**Passage**
Today I want to talk about fashion. Oh if you could see me now, you’d know just how unqualified I am to do such a thing. “Why is a bearded unkempt white man in his thirties who’s wearing a generic jean and jumper combo talking to us about fashion?” you would all collectively say… but I’m going to anyway, as it wasn’t always like this.
This week I’ve finally got around to sorting out all the old toys and documents at my Mother’s house that have been stored there ever since my Brother and I left home. Stuffed into cupboards and the attic, Mum has been on at me for years to do this, and finally, out of the goodness of my heart (and the approach of Christmas without any paid work) I’ve decided to eBay the lot.
Well, not the lot, obviously. Part of the problem with attempting this task (as I’ve done in the past) is the nostalgia. It’s like a barrage of memories, hitting you repeatedly in the mind. For example, I found an old picture of me from the late 90s and whether I liked it or not, memories flooded back about that time in my life, my hopes and dreams, my loves won and lost, and my combat trousers.
Yes, combat trousers, the fashion item reserved for IT technicians and me when I was 17. I’m not sure exactly what it is that qualifies them as ‘combat’ trousers. Certainly they resemble the style of regular army trousers (not territorial army trousers, oh no, they are completely different), but by the token of not actually being worn by someone in the actual army, can they really be referred to as ‘combat’ trousers?
I mean, they’re not like guns for example, with their own latent destructive force no matter who wields them. Even in untrained hands a gun is dangerous, perhaps more dangerous. Combat trousers however are no more deadly on the legs of a trained soldier than they are on the legs of a trained Sandwich artist.
Unless that is, all it takes for something to be classified as ‘combat ready’ is the addition of multiple buttoned pockets, several unnecessary tightening straps, and being a shade of green, in which case most subscribers of Country Life must be heading to war each time they go out for a ramble.
Or maybe I’m mistaken? Maybe they do have a latent destructive force in and of themselves that I’m not aware of? For all the years I wore them, maybe I just never stumbled on the right combination to unlock the devastating forces trapped within? Yes I said it, the devastating forces trapped within my trousers.
Perhaps, who knows, the zip down, left pocket inverted, shin pockets closed from left to right and ankle straps simultaneously clicked together and BOOM!.. They’ve turned in to a bazooka. Brilliant! Or instead, zip up, top button undone, all pockets open and the inner back pocket sealed and POW!.. They become a tank. Or better still, zip down, top button undone, pulled down to ankles and KAPOW!.. Inhumane treatment of prisoners of war during an illegal invasion.

**Prompt 1**
Locate every line in the records below that contains the word "green", and copy each of those lines.

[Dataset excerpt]
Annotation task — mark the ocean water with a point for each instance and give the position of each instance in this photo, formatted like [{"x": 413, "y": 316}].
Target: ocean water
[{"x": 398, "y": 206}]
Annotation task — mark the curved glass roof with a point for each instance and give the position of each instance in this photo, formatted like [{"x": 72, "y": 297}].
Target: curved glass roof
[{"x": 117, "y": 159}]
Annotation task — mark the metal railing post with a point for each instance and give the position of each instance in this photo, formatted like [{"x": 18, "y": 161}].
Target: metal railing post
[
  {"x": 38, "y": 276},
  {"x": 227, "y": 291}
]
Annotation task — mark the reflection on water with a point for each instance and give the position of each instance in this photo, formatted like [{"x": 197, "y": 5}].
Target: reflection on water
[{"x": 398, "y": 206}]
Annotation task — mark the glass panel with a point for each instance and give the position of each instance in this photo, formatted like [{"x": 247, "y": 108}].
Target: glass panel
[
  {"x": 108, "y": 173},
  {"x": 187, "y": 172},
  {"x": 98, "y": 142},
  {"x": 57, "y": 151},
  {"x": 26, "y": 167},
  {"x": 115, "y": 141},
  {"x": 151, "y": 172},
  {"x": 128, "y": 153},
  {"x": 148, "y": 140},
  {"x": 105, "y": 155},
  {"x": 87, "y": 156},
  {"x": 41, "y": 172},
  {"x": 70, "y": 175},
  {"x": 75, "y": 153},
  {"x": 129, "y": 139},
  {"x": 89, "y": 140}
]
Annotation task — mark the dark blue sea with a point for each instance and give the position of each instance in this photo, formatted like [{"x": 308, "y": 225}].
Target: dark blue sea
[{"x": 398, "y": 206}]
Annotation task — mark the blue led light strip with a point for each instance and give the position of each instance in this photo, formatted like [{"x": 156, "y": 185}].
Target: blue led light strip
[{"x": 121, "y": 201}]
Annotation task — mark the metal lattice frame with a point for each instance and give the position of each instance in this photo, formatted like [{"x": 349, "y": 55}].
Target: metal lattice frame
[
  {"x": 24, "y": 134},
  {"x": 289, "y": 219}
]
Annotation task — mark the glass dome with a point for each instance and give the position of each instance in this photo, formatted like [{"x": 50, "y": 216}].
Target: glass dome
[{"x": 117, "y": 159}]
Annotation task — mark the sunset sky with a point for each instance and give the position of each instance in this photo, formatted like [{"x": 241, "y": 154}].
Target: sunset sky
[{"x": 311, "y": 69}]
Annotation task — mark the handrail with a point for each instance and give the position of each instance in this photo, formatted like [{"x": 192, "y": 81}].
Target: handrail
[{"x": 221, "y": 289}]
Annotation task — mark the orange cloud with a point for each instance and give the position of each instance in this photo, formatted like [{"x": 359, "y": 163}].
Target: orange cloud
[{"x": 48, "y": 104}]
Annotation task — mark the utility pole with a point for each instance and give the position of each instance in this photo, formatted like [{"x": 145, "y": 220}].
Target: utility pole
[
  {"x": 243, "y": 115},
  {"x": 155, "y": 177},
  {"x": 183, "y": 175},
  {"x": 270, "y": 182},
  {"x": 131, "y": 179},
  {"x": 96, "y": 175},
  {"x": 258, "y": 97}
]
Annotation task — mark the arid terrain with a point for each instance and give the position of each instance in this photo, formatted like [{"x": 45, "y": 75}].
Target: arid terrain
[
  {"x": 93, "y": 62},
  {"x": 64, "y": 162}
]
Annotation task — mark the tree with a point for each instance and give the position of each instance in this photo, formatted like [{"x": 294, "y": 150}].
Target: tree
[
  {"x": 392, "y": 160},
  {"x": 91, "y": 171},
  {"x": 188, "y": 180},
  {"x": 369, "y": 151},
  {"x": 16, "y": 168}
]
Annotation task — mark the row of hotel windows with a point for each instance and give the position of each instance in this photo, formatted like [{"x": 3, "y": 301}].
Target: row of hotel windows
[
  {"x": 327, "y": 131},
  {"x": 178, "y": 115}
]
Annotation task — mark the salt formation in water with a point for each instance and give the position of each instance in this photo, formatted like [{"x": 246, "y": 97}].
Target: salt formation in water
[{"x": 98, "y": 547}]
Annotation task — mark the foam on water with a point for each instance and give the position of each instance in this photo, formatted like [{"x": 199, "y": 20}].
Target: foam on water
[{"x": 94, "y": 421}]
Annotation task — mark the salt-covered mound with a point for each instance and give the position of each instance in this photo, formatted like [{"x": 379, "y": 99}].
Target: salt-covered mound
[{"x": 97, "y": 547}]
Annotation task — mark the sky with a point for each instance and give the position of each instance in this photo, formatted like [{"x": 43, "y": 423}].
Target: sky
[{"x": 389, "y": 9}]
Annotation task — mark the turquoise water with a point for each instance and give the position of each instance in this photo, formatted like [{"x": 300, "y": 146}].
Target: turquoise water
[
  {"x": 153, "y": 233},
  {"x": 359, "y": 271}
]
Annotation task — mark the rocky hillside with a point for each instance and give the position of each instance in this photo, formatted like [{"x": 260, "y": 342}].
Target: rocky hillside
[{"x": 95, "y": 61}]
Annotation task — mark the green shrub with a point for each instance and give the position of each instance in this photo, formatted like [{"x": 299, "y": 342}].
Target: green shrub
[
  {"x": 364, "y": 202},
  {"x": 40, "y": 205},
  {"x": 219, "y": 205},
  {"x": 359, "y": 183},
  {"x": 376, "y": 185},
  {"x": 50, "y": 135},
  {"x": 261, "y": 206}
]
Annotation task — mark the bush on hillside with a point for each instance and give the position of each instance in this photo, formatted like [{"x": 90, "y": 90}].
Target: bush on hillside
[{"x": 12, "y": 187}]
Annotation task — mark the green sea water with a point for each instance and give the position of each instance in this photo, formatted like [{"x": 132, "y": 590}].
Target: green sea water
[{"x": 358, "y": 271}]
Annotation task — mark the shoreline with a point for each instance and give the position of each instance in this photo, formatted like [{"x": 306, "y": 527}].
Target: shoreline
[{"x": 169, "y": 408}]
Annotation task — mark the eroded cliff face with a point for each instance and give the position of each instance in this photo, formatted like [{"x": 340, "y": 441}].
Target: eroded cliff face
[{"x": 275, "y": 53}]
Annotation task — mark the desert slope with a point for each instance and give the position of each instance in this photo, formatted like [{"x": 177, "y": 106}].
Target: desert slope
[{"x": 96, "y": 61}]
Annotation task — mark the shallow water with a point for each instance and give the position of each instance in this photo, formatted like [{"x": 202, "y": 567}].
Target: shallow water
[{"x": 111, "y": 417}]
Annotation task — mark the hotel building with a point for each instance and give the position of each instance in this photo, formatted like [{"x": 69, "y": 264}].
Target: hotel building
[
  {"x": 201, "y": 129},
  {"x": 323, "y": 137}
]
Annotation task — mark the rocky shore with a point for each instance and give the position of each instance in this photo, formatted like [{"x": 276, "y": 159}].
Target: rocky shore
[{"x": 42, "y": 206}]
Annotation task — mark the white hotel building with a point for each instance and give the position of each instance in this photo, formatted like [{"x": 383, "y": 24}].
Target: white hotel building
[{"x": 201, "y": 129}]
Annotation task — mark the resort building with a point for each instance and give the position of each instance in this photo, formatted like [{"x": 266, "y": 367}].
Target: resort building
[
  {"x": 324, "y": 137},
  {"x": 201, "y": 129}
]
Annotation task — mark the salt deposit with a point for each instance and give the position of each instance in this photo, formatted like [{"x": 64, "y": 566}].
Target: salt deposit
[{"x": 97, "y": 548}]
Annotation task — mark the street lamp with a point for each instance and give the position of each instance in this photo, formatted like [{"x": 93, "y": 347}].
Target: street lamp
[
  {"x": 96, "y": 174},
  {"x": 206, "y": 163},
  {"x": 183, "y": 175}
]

**Prompt 2**
Transcribe word for word the part of the combat trousers post above, starting with "I mean, they’re" and going on through "trained Sandwich artist.".

**Task output 1**
Annotation task — mark the green shrub with a point for each instance and give the position of each instance in this photo, formatted like [{"x": 299, "y": 342}].
Target: green shrub
Annotation task — mark the green sea water with a point for each instance and give the position of each instance in this photo, formatted like [{"x": 132, "y": 590}].
Target: green sea water

**Task output 2**
I mean, they’re not like guns for example, with their own latent destructive force no matter who wields them. Even in untrained hands a gun is dangerous, perhaps more dangerous. Combat trousers however are no more deadly on the legs of a trained soldier than they are on the legs of a trained Sandwich artist.